— CHALLENGE —
In the study guide excerpt below, turn the paragraph beginning "Idea for worship" into a short list that keeps its main points.

— PAGE EXCERPT —

Chapter 9—Reading Wisdom Literature (Job–Song of Solomon)

  1. What do you think the book of Job tells us about God? About the 'prosperity gospel"? How does this relate to the book of Proverbs? Why do you think we have both books in the canon?
  2. Have you ever used hymn texts as prayers? Have you spent time examining the theology of some of your favorite hymns? How might such experiences inform the way we use the book of Psalms?
  3. Pietersen writes that some of the sayings found in Proverbs derive from Egyptian wisdom literature (p. 135). From what other cultures and religions have you experienced or been instructed in wisdom?
  4. Why do you think the books of Ecclesiastes and Song of Solomon are included in the Bible? How have these books helped you to encounter God in new ways?
  5. Think of times you have been disillusioned with life or with God. Are your reactions more likely to resemble those of Job, Job's friends, or the writer of Ecclesiastes? Why?
Idea for worship: Structure a worship service around a psalm of lament. Allow time for silence, anger, grief, and petition, before moving with the psalm to the time of praise.

Chapter 10—Reading the Prophets (Isaiah–Malachi)

Entries from a dataset
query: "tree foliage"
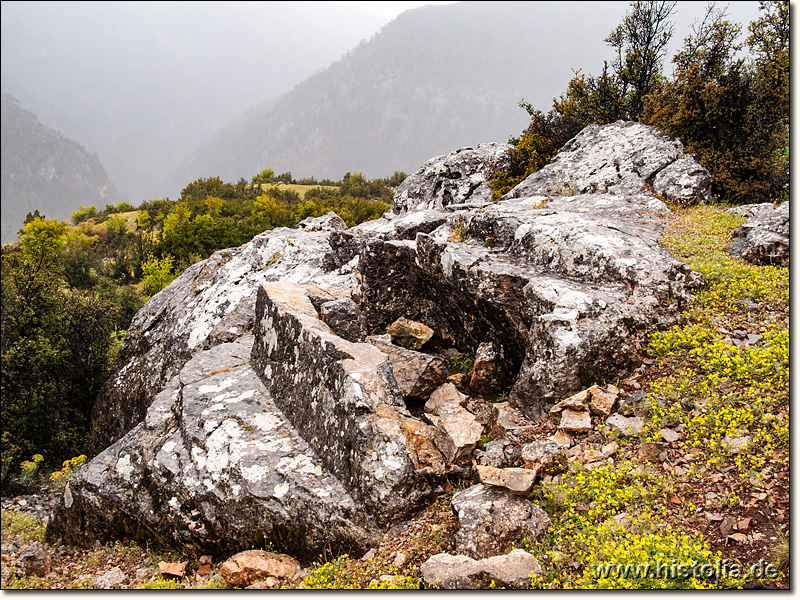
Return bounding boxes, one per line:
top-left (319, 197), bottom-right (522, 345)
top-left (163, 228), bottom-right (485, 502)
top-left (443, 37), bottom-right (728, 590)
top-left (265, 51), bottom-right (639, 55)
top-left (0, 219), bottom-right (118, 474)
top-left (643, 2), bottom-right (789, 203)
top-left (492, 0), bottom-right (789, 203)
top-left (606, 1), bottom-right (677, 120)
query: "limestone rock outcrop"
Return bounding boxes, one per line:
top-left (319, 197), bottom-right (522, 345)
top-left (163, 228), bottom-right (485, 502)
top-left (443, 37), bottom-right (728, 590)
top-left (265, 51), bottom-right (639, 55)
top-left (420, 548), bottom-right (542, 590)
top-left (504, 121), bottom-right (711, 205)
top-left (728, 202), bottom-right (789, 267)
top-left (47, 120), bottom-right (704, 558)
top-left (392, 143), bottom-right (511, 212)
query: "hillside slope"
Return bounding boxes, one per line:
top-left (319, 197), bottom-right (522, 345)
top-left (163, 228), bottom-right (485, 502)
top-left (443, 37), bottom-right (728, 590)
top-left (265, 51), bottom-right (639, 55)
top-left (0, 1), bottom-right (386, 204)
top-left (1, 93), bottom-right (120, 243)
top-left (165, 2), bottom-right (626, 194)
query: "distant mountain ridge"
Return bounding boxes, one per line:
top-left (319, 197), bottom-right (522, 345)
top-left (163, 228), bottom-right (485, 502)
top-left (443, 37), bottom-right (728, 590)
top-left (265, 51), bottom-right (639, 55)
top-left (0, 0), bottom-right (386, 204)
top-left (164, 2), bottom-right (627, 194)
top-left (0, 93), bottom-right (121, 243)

...

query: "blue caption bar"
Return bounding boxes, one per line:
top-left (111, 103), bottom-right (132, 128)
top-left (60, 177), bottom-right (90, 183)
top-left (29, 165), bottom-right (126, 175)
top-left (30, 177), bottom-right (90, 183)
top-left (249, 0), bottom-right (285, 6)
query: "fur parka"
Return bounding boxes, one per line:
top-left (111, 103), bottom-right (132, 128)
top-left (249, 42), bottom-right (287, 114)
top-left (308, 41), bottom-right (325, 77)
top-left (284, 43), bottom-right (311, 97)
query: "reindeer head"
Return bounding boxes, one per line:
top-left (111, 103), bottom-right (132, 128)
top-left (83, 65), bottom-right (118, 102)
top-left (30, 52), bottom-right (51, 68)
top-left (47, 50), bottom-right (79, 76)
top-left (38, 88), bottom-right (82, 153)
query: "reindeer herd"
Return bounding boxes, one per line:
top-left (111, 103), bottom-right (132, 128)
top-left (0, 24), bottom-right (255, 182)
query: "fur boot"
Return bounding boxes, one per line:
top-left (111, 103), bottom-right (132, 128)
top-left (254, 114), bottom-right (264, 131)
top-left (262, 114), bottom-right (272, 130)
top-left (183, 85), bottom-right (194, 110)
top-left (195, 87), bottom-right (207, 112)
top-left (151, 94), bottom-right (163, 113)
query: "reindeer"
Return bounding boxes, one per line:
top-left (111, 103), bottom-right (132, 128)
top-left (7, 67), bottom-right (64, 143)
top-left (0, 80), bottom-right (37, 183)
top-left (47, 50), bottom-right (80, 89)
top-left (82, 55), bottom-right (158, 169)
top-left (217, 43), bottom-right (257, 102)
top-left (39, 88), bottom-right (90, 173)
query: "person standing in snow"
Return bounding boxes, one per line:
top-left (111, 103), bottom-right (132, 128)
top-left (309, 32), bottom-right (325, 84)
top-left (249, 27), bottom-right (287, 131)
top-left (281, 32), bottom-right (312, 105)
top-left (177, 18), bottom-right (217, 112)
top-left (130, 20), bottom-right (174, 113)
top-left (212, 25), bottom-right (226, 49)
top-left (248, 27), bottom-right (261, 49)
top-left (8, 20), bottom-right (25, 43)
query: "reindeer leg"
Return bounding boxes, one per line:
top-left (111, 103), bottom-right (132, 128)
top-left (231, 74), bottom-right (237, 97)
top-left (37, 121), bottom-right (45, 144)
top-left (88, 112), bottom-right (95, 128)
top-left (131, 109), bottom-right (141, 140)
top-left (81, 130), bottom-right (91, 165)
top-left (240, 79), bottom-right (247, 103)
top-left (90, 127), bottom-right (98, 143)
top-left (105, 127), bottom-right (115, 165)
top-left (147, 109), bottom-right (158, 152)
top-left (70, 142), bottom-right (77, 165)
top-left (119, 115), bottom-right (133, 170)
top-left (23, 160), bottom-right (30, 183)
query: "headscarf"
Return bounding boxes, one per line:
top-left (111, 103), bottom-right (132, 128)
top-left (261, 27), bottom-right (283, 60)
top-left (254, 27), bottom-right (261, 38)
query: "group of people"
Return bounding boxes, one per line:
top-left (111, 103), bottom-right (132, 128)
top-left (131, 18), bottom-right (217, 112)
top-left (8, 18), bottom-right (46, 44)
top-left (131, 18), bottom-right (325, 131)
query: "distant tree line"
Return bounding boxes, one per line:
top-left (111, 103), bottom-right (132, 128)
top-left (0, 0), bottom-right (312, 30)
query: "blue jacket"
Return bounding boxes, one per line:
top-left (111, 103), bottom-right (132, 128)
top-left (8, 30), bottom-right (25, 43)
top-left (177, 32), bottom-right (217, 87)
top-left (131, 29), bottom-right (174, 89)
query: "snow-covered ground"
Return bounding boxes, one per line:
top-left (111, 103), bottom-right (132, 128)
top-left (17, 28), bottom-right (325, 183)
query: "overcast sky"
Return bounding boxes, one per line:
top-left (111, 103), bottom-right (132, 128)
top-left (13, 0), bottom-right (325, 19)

---

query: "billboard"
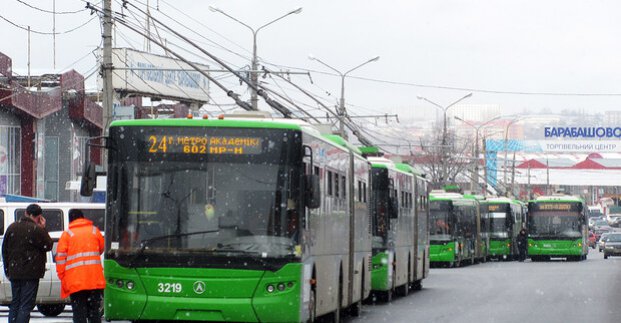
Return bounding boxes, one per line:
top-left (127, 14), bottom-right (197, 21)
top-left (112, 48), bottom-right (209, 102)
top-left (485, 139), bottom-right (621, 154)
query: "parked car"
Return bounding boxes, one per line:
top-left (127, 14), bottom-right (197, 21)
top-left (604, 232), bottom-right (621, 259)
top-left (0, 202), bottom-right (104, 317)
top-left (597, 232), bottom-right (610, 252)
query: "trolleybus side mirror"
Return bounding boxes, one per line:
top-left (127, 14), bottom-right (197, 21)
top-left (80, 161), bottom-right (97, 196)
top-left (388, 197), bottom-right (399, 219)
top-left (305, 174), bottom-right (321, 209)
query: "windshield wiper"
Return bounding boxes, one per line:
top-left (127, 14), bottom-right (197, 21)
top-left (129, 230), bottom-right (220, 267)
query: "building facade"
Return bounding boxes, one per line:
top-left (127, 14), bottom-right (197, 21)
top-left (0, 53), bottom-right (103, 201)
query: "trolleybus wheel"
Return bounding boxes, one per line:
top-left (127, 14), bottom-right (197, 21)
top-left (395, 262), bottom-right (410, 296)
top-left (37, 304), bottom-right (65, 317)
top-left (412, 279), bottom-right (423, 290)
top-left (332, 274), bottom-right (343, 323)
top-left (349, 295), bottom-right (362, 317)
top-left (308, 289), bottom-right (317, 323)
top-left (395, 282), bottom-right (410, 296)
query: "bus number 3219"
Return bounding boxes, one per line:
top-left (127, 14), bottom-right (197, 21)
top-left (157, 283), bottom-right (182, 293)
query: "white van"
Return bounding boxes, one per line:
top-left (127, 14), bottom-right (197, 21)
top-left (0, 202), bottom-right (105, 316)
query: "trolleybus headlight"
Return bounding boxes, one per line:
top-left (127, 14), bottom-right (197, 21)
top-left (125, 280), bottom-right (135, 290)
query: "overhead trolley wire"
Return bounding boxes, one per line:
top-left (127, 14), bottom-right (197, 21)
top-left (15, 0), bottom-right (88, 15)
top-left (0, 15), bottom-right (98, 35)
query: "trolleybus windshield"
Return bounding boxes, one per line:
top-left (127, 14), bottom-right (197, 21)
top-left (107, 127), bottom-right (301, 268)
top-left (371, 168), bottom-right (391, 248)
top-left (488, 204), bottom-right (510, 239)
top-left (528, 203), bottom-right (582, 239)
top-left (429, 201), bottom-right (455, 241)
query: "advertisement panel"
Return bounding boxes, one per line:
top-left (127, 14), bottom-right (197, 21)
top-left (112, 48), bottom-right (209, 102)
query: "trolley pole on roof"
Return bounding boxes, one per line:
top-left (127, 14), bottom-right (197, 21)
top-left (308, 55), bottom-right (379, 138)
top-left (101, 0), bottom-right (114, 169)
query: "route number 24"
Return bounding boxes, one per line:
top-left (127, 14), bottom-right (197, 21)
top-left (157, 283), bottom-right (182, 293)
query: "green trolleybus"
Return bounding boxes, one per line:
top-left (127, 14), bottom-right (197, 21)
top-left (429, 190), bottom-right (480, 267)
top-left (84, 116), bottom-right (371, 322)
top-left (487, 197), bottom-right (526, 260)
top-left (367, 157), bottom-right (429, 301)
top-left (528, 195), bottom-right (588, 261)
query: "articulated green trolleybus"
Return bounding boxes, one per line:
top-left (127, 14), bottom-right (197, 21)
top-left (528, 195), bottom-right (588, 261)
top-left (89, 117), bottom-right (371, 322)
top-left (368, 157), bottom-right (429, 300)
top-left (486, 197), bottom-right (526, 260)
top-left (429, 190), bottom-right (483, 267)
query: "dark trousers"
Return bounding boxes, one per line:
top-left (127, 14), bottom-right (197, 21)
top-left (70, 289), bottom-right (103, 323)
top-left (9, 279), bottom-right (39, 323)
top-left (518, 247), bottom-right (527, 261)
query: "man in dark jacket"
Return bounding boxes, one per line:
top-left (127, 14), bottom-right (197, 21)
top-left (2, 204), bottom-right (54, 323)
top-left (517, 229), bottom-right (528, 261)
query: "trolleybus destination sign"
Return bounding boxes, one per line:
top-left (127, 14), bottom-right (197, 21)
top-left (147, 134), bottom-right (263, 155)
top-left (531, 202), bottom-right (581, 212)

— ANSWER IN FULL —
- Build a worship service around a psalm of lament.
- Leave time for silence, anger, grief, and petition.
- Then move with the psalm into a time of praise.